What is required: Your job is to set down the stretch of entries that opens with the line containing "Need: a dot on each instance of the shoreline, one" and closes with the line containing "Need: a dot on each instance of the window pane, one". Keep both end lines, copy each exactly, and add nothing.
- - -
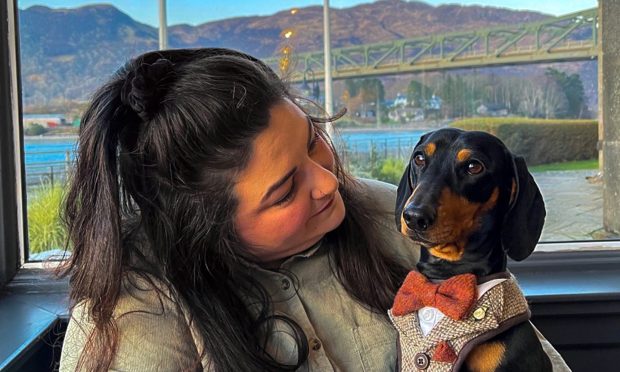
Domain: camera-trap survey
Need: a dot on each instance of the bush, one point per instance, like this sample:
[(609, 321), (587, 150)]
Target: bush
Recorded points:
[(35, 130), (541, 141), (45, 229)]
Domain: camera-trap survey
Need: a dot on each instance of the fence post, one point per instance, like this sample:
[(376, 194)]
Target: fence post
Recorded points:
[(67, 163), (385, 149)]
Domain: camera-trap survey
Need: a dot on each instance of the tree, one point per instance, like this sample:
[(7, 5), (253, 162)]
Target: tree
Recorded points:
[(418, 94), (572, 88)]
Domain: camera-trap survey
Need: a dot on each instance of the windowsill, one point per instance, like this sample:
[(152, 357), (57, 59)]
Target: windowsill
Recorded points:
[(31, 305), (34, 302)]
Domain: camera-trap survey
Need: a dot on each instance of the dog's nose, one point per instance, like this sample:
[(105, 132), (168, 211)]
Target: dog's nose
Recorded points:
[(418, 218)]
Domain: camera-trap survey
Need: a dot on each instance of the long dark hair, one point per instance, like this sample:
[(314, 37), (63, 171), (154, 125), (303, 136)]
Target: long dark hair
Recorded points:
[(160, 146)]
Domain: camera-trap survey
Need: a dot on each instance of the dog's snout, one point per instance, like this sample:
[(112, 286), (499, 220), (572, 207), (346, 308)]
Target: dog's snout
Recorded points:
[(418, 218)]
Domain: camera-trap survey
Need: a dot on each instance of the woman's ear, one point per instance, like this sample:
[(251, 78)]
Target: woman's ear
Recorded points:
[(526, 213)]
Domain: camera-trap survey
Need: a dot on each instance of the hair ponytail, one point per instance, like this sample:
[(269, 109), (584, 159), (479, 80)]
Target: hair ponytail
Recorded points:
[(93, 222)]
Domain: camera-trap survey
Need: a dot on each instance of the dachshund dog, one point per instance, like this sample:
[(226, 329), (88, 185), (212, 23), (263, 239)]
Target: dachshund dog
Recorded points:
[(469, 203)]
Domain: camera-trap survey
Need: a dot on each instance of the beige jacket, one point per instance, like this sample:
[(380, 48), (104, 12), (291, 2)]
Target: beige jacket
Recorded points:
[(343, 335)]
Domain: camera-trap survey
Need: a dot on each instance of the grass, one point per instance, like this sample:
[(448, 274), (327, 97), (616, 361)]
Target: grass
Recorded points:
[(569, 165), (45, 229)]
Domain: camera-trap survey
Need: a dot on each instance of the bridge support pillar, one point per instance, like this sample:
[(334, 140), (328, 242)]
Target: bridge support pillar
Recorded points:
[(609, 110)]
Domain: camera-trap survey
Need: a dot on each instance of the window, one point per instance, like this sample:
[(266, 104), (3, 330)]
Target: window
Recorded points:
[(399, 68)]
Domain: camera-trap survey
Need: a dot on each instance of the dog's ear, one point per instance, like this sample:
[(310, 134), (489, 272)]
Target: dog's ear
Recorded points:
[(405, 188), (524, 220)]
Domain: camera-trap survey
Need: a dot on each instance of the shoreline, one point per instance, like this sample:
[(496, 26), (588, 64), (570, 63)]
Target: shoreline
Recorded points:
[(336, 130)]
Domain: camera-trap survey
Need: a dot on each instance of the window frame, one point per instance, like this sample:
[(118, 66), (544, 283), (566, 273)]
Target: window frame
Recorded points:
[(13, 244)]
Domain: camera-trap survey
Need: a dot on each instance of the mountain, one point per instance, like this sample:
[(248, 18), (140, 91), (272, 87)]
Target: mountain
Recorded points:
[(67, 53)]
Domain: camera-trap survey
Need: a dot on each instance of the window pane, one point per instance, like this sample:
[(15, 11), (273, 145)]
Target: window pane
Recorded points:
[(399, 68), (68, 49)]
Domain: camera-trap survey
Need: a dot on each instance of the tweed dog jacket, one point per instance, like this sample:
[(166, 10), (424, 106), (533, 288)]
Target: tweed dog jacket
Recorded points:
[(439, 341)]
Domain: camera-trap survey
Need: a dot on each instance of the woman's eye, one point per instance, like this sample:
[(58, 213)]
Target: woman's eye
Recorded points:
[(419, 160), (474, 167)]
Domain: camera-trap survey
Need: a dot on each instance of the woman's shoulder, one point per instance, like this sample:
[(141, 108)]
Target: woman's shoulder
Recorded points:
[(154, 329), (382, 196)]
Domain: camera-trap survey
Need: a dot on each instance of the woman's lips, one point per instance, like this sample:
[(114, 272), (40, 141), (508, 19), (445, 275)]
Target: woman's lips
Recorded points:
[(326, 206)]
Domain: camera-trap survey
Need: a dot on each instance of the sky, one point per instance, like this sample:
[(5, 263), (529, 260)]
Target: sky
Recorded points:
[(195, 12)]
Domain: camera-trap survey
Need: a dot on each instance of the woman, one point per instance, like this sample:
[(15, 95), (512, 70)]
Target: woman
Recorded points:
[(213, 227)]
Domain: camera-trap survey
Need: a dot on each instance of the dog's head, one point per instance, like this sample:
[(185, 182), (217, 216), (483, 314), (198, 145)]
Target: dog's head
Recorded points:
[(464, 196)]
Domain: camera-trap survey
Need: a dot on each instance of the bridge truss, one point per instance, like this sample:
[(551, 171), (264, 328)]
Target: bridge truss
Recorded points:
[(564, 38)]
- - -
Response:
Need: a dot on each instance of the shoreline, one point per instance, like this sample:
[(496, 26), (588, 64), (570, 63)]
Target: shoreline
Recorded points:
[(336, 130)]
Domain: camera-trap survey
Need: a dot on each instance of the window frame, one point per instance, like this sample:
[(118, 66), (544, 283), (566, 273)]
Target: window frame
Recorded points:
[(13, 244)]
Domain: camera-trap survey
Need: a dot on each instance of the mountain, one point per instance, like this sample:
[(248, 18), (140, 91), (272, 87)]
Target: mountain
Recorded points:
[(67, 53)]
Domain: camera-trap survey
Need: a dot on each instance of the window pane, one point per instance, like this sample:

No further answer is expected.